■ Exercise prompt: Can you give the lines below as a JSON list of strings, with one string per line and blank lines left out?
--
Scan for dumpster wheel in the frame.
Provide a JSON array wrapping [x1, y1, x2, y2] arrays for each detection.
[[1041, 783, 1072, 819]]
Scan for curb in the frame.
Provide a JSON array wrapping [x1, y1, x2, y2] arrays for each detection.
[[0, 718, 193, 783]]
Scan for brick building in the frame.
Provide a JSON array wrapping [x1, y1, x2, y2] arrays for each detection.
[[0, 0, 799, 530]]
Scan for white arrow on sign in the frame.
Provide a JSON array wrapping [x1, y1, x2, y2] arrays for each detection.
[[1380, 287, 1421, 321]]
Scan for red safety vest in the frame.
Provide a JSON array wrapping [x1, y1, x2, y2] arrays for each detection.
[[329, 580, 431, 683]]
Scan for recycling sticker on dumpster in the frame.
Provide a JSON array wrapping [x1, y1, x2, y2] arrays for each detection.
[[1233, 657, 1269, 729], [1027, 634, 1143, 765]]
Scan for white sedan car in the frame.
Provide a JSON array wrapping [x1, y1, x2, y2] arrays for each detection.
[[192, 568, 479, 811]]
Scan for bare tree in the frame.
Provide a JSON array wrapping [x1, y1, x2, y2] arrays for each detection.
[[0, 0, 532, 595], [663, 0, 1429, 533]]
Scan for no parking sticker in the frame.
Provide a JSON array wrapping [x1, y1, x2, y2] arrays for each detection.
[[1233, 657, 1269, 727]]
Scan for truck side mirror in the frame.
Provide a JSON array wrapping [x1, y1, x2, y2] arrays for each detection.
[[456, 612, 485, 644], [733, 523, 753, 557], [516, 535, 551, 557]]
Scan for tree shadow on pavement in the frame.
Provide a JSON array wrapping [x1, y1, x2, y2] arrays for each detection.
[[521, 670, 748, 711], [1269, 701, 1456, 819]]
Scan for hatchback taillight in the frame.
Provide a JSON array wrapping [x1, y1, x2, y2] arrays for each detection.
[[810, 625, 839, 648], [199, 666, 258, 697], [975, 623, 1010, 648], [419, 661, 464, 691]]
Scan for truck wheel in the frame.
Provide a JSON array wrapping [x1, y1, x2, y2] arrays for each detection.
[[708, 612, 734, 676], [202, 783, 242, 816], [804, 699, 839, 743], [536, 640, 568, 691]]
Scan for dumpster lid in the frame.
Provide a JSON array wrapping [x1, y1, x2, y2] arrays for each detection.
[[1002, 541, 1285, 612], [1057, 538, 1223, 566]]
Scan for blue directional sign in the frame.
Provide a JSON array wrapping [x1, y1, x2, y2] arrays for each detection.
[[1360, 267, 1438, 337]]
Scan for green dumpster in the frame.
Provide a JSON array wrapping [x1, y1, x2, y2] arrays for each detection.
--
■ Solution to this problem:
[
  "Scan for dumpster wheel in the frame.",
  "Provide a JSON array wrapping [x1, y1, x2, y2] arrays for each detection.",
  "[[1041, 783, 1072, 819]]",
  "Scan for curb in the frame.",
  "Provide a JSON array wrapping [x1, y1, x2, y2] arrays for each detection.",
  "[[0, 718, 193, 783]]",
  "Scan for brick building in the frame.",
  "Provide a JSON array wrapping [x1, y1, x2, y2] arrays for each detection.",
  "[[0, 0, 799, 530]]",
  "Scan for white arrow on sign in the frame.",
  "Provide a JSON array wrapping [x1, y1, x2, y2] arrays for each detection.",
  "[[1380, 287, 1421, 321]]",
  "Scan for red safety vest in the frame.",
  "Provide a JSON array wrapping [x1, y1, x2, y2] arrays for each detection.",
  "[[329, 580, 431, 683]]",
  "Scan for recycling sticker on dumpster in the frame.",
  "Provide a JSON array wrapping [x1, y1, x2, y2] arrays for each detection.",
  "[[1233, 657, 1269, 729], [1027, 634, 1143, 765]]",
  "Scan for white sedan car in the frame.",
  "Provide a JSON array wrapping [x1, y1, x2, y2] arrays for each detection.",
  "[[192, 568, 479, 811]]",
  "Scan for bare tree in the frame.",
  "Provide a JSON array wrapping [x1, y1, x2, y2] arrays for each detection.",
  "[[0, 0, 532, 595], [663, 0, 1429, 533]]",
  "Scan for no parking sticker in the frame.",
  "Provide a JSON array wrapping [x1, y1, x2, y2] arrays for each detection.",
  "[[1233, 657, 1269, 727]]",
  "Scan for truck side mirror in the frame.",
  "Provide a JSON array wrapping [x1, y1, x2, y2] arrays for each detection.",
  "[[456, 612, 485, 644], [733, 523, 753, 557], [516, 535, 551, 557]]",
  "Scan for tree shadow on pavement in the frame.",
  "Provide a JSON array wrapping [x1, y1, x2, y2] arrays for each detection.",
  "[[521, 670, 748, 711], [1269, 701, 1456, 819]]",
  "Scan for hatchback taillight in the frame.",
  "Provide a JSON array wrapping [x1, y1, x2, y2] arrays for each detection.",
  "[[810, 625, 839, 648], [199, 666, 258, 697], [975, 623, 1010, 648], [419, 661, 464, 691]]",
  "Scan for truck wheel in the frame.",
  "Provide a JSON array wrapping [x1, y1, x2, y2] arrays for each detection.",
  "[[708, 612, 734, 676], [202, 783, 242, 816], [804, 699, 839, 743], [536, 640, 568, 691]]",
  "Scan for dumpster lid in the frame.",
  "Provide a JSON array wrapping [x1, y1, x2, y2] arrays for each detection.",
  "[[1002, 541, 1285, 612], [1057, 538, 1223, 566]]",
  "Scan for blue directional sign in the frame.",
  "Provide a JSON array wrapping [x1, y1, x2, y2] arrays for each detection.",
  "[[1360, 267, 1438, 337]]",
  "Scan for green dumpster in the frame.",
  "Provide a JSON array wrapping [x1, y1, x2, y2] arrays for each detection."
]